* [WHAT IS EXPECTED]: Please copy all of the entries exactly, but drop every picture.

* [INFORMATION SUPPLIED]:
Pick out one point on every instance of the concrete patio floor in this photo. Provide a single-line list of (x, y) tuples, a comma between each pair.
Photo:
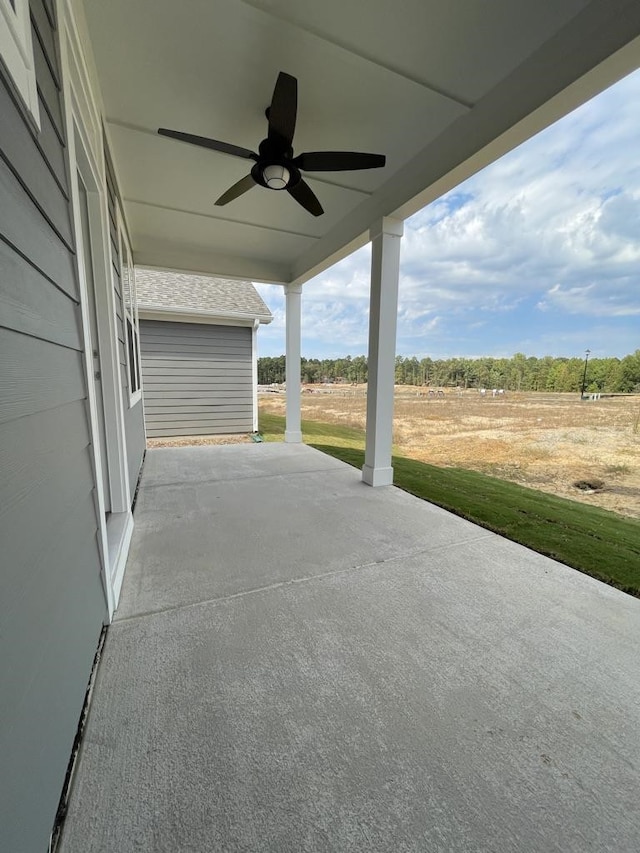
[(302, 663)]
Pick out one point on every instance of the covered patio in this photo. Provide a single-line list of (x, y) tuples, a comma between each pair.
[(302, 663)]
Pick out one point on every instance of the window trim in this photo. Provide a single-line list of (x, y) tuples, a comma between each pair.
[(16, 53)]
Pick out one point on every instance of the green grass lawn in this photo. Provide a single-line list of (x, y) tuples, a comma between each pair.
[(593, 540)]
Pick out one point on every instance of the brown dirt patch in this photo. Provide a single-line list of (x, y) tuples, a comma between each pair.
[(545, 441), (198, 440)]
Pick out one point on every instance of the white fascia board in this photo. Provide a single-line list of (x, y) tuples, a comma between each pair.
[(602, 46), (189, 316), (185, 259)]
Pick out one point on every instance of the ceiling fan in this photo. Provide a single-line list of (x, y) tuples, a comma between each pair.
[(275, 166)]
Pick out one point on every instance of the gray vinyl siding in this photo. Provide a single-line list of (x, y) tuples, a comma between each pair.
[(198, 378), (52, 604), (133, 415)]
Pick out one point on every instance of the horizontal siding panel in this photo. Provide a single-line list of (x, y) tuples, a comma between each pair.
[(23, 225), (42, 28), (231, 369), (191, 365), (156, 350), (48, 88), (20, 149), (196, 387), (48, 668), (174, 327), (198, 379), (47, 473), (37, 375), (218, 429), (204, 413), (52, 149), (188, 351), (156, 413), (210, 398), (176, 330), (29, 303)]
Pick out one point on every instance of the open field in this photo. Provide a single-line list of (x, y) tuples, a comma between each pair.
[(545, 441)]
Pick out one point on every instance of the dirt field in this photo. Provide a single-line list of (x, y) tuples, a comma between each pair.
[(545, 441)]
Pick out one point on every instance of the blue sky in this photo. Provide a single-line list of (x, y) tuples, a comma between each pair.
[(539, 253)]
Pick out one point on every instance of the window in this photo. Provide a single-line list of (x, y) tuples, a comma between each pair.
[(16, 52), (131, 320)]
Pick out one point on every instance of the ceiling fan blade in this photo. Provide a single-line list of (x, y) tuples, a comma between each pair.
[(205, 142), (305, 196), (338, 161), (283, 110), (242, 186)]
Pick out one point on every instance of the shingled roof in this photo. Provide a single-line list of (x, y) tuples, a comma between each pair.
[(159, 290)]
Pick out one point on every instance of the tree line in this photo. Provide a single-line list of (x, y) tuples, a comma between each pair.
[(518, 373)]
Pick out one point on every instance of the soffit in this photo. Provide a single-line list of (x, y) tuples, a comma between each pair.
[(429, 83)]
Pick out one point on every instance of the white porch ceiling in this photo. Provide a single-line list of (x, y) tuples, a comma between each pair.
[(442, 87)]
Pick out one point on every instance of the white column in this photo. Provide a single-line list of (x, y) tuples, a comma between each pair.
[(254, 372), (383, 311), (293, 431)]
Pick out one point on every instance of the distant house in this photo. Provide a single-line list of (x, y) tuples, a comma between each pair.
[(199, 354)]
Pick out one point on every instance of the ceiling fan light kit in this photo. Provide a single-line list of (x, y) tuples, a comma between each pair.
[(276, 177), (275, 166)]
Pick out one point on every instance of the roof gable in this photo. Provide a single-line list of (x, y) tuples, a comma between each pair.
[(161, 290)]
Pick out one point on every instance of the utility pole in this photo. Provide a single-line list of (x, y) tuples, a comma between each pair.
[(587, 353)]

* [SOLUTION]:
Pick out one point on every instance of the concrete patio floor in this photo. Provide a single-line list of (x, y) tuples, a comma between each pair.
Photo:
[(302, 663)]
Pick out one point on every instance of the covered patio in this photo. Provide a single-line list of (x, y) tuples, a comma between each pair.
[(302, 663)]
Pick out one point on every instance of the window trim in this photo. Provide a single-line list of (x, y) tuples, a comma between each pair.
[(16, 53)]
Pick out one point on every instance of the green grass lawn in this photo. Provide a single-line list of (x, y) tuples, a comma between each pair.
[(593, 540)]
Pick out one point on every instance of the brown dirt patch in this photo. Provide a single-line list of (x, y) tuples, a comma between each pair.
[(545, 441), (198, 440)]
Pick out one point on every instance of the white fascia board in this photo. Provide a single-line list of (x, y) tuples, a comma between each pair.
[(602, 46), (189, 316), (185, 259)]
Pick out one point on every instance of the ceiling fan in this photo. Provide a single-line list of (x, y) tuples, a comma between each pair.
[(275, 166)]
Pick out one point on every instance of the gray vinyl siding in this photo. Provide a single-line list of (x, y) tuples, a comma between each pair.
[(198, 378), (52, 604), (133, 415)]
Pick out one point on every instance of the horizontal siding panel in this photo. Provide a single-line list of (x, y) tuples, a comma between each pair.
[(23, 225), (42, 28), (231, 369), (191, 365), (156, 350), (48, 88), (20, 149), (196, 387), (48, 668), (174, 327), (198, 379), (47, 473), (37, 375), (218, 429), (204, 413), (52, 149), (188, 351), (156, 413), (210, 398), (176, 330), (29, 303)]
Pick out one point on every instance of the open field in this photo. Provide a single-line list of (x, y) tuples, a comma between each pair.
[(545, 441)]
Pick out one point on every instance of the dirt field in this photo. Provide a single-line list of (x, y) tuples, a comma between each pair.
[(545, 441)]
Pick out one point on every instance of the blue sky in this photo. Provide a single-line list of (x, y) tuples, a comma between each pair.
[(539, 253)]
Pick out one point on every instance of the window in this photo. Provide a single-line list of (x, y) tuples, a comma between each pair.
[(16, 52), (131, 320)]
Pick out one point on every instance of the ceiling fan blade in this photo. Provide a single-line list of (x, y) tuples, a comma between each pair.
[(205, 142), (305, 196), (338, 161), (283, 110), (242, 186)]
Pick out one point on every instance of the shingled roof in this photo. Provide a single-line list of (x, y) tuples, a comma between each pair.
[(159, 290)]
Pick out one point on every instance of the tree line in this photo. Provide a single-line list of (x, y) tuples, a comma between each pair.
[(518, 373)]
Pick out one point on every instance of the soffit in this photo. Provide a single-line list of (x, y) tuples, a comma between each pair.
[(429, 83)]
Pick out one point on every instance of the white porch ceiling in this photo. Provide a single-line list of (x, y) tuples, a comma between each pair.
[(442, 87)]
Pick out one point on every instance of the white column in this photo. Provide a single-line list of (x, y) tuples, a comma between each pair.
[(254, 372), (383, 311), (293, 431)]
Pick out one point on every instance of the distant house in this photo. Provide a single-line list of (x, y) tuples, a comma between each pair.
[(199, 354)]
Pick out one point on every instance of the ceiling fan light kit in this photo. Provide a single-line list of (x, y) tuples, a comma between each pair.
[(276, 177), (275, 166)]
Pick out one point on every instance of the roof gable in this photo. Provide a single-line list of (x, y) tuples, a comma between each pair.
[(161, 290)]
Pick out one point on every instance of the utility pole in this photo. Provide a single-line list of (x, y) tuples, a comma between each pair.
[(587, 353)]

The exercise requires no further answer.